==== DATA PROVIDED ====

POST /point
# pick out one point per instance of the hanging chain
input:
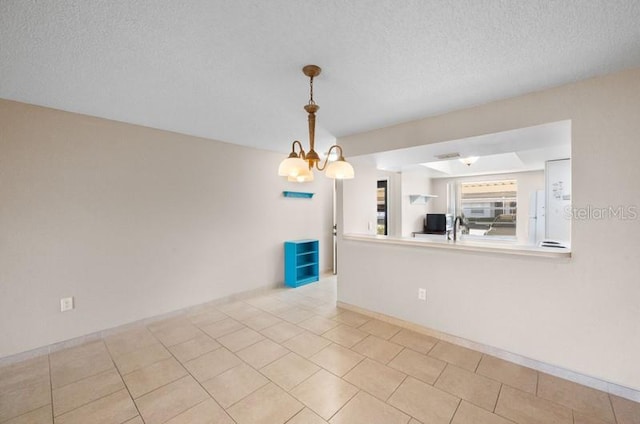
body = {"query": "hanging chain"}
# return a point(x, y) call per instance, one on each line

====

Copy the records above word for word, leaving out the pictures.

§ PROBLEM SOLUTION:
POST /point
# pick out one point per instance of the hanging chain
input:
body = {"query": "hanging chain"}
# return a point(x, y) call per instance, one on each line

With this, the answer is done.